AUFGABEN —
A - Ersetzen Sie im Reisebericht „Vormittag“ durch „Morgen“ und schreiben Sie den Abschnitt neu. Beginnen Sie bei den Worten „Am 4. Januar“ und hören Sie nach „Uhr angesetzt ist.“ auf.
B - Warum sind laut dem Reisebericht über 90 Prozent aller Fahrzeuge dort rechtsgelenkt?
C - Setzen Sie den Reisebericht über die Russlandreise nach seinem letzten Satz fort.

TEXTAUSZUG —
Zum russischen Weihnachtsfest reiste Bezirksapostel Wolfgang Nadolny vom 4. bis zum 11. Januar 2016 nach Russland. Zuerst besuchte er die Gemeinden im fernen Osten, um schließlich in Moskau mit allen Aposteln und Bischöfen des Landes zu Besprechungen zusammenzukommen. Priester Guido Wernicke, der seit gut einem Jahr die Verwaltung der Gebietskirche Berlin-Brandenburg leitet, begleitete den Bezirksapostel, um sich einen Eindruck von Land und Leuten zu machen. Sein Erleben hat er im nachfolgenden Bericht niedergeschrieben.
Am 4. Januar 2016, an einem trockenen und schneefreien Vormittag, beginnt die Reise nach Fernost. Ich bin gespannt, was mich in den Weiten Russlands erwartet. Mit unserem Gepäck finden wir uns um zehn Uhr zum Abflug auf dem Flughafen Berlin-Schönefeld ein. Der Weg führt zunächst nach Moskau und dann weiter in das rund 8.000 Kilometer entfernte Jushno Sachalinsk. Die gesamte Reisezeit beträgt rund 14 Stunden. Bedingt durch neun Stunden Zeitverschiebung, erfolgt die Ankunft gegen neun Uhr Ortszeit. Wir werden von Apostel Marat Aktschurin und einigen Brüdern der Gemeinde freudig begrüßt.
Nach einer kurzen Erholungspause im Hotel machen wir uns auf den Weg zum ersten Gottesdienst dieser Reise, der um 15 Uhr angesetzt ist.
Strahlender Sonnenschein und „milde“ minus elf Grad
Wer – so wie ich – noch nie in diese Gegend gereist ist, für den sind folgende Dinge sofort auffällig: Über 90 Prozent aller Fahrzeuge werden rechtsgelenkt, obwohl, wie in ganz Russland, auch hier Rechtsverkehr herrscht. Das liegt an der Nähe zu Japan und dem günstigen Bezug von japanischen Autos. Des Weiteren fällt auf, dass die dort lebenden Menschen die Autos mit zugezogener Jacke und warmer Mütze auf dem Kopf bei gleichzeitig voll aufgedrehter Heizung fahren. Für den Westeuropäer ist das sehr gewöhnungsbedürftig und nicht immer leicht auszuhalten. Die Hotelzimmer sind auch sehr gut geheizt und viele Heizkörper haben gar keine Möglichkeit der Regulierung. Es bleibt also nur, bei zirka 25 Grad im Zimmer und den eisigen Temperaturen außen, mit angekipptem Fenster zu schlafen.

GEZEIGTES MATERIAL —
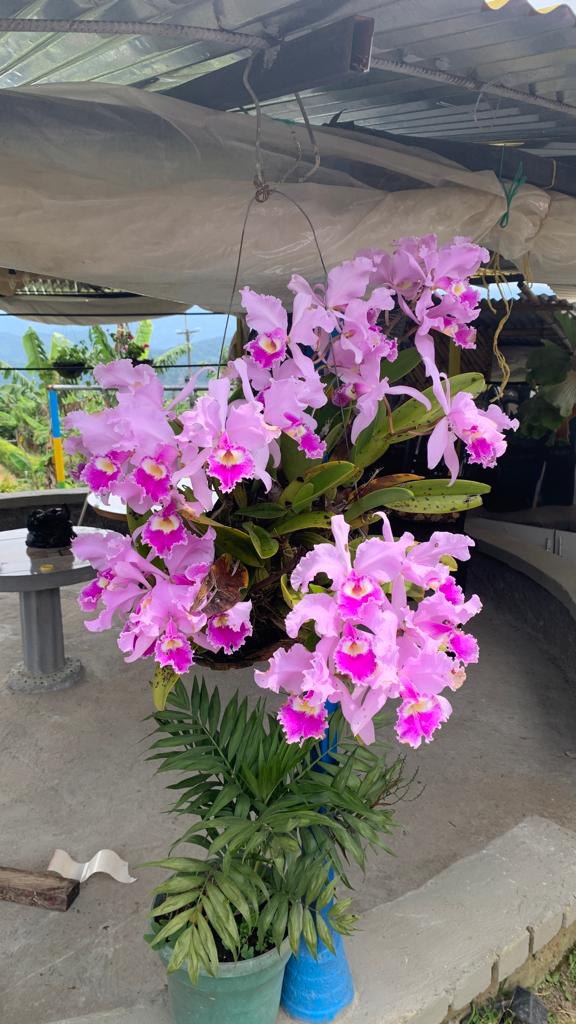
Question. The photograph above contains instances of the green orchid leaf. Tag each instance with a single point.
(294, 463)
(231, 541)
(411, 417)
(264, 545)
(324, 478)
(305, 520)
(408, 359)
(289, 595)
(424, 488)
(436, 504)
(375, 500)
(265, 510)
(296, 491)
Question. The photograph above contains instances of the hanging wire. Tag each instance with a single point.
(263, 192)
(313, 139)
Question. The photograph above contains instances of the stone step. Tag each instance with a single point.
(437, 948)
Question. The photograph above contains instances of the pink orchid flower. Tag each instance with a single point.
(303, 717)
(419, 718)
(229, 630)
(481, 432)
(266, 315)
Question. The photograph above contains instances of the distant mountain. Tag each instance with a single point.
(206, 336)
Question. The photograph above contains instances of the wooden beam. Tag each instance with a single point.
(44, 889)
(300, 64)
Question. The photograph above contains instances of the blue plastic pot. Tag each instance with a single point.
(245, 992)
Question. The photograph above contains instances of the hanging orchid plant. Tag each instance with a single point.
(257, 524)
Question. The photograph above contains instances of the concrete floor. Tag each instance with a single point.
(74, 775)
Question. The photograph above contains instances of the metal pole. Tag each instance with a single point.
(56, 436)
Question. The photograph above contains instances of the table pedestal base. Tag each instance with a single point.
(22, 680)
(44, 666)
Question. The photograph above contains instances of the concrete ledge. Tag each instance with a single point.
(36, 499)
(153, 1014)
(426, 955)
(548, 570)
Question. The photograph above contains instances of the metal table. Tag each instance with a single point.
(37, 579)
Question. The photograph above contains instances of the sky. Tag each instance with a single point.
(206, 334)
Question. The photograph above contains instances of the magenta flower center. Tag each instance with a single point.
(106, 465)
(155, 469)
(165, 523)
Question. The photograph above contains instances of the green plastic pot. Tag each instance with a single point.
(245, 992)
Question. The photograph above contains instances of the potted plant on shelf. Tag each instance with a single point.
(133, 346)
(258, 531)
(70, 361)
(274, 835)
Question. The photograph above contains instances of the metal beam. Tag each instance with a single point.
(470, 85)
(300, 64)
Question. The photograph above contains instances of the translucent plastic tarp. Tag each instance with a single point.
(142, 193)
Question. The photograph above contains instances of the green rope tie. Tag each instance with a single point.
(511, 190)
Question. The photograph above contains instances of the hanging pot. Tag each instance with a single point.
(70, 371)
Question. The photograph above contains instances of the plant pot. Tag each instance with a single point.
(245, 992)
(70, 371)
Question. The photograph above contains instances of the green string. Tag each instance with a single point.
(511, 189)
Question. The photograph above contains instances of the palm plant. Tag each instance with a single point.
(277, 826)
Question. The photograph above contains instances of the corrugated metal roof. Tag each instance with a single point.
(458, 70)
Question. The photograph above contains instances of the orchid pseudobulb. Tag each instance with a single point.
(219, 510)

LÖSUNGEN —
A -
Am 4. Januar 2016, an einem trockenen und schneefreien Morgen, beginnt die Reise nach Fernost. Ich bin gespannt, was mich in den Weiten Russlands erwartet. Mit unserem Gepäck finden wir uns um zehn Uhr zum Abflug auf dem Flughafen Berlin-Schönefeld ein. Der Weg führt zunächst nach Moskau und dann weiter in das rund 8.000 Kilometer entfernte Jushno Sachalinsk. Die gesamte Reisezeit beträgt rund 14 Stunden. Bedingt durch neun Stunden Zeitverschiebung, erfolgt die Ankunft gegen neun Uhr Ortszeit. Wir werden von Apostel Marat Aktschurin und einigen Brüdern der Gemeinde freudig begrüßt.
Nach einer kurzen Erholungspause im Hotel machen wir uns auf den Weg zum ersten Gottesdienst dieser Reise, der um 15 Uhr angesetzt ist.

B - Wegen der Nähe zu Japan und des günstigen Bezugs japanischer Autos.

C -
Jushno Sachalinsk begrüßt uns mit strahlender Sonne und "milden" minus elf Grad. Neuschnee gibt es nicht. Gleichwohl wirken die Skipisten rund um den Ort sehr verlockend. Unsere Reise fällt mitten in die russische Weihnachtszeit. Das Kirchenlokal von Jushno Sachalinsk ist ein kleiner Gewerberaum im Erdgeschoss in einer Wohngegend und fasst höchstens 40 Personen. Neben dem Altar steht ein kleiner Weihnachtsbaum. Die Stimmung im gesamten Land ist recht weihnachtlich und die Städte und Geschäfte sind entsprechend geschmückt. In den meisten Hotels wird bereits morgens zum Frühstück Weihnachtsmusik gespielt. Ein seltsames Gefühl, da wir mit der Weihnachtszeit in Deutschland schon innerlich abgeschlossen hatten.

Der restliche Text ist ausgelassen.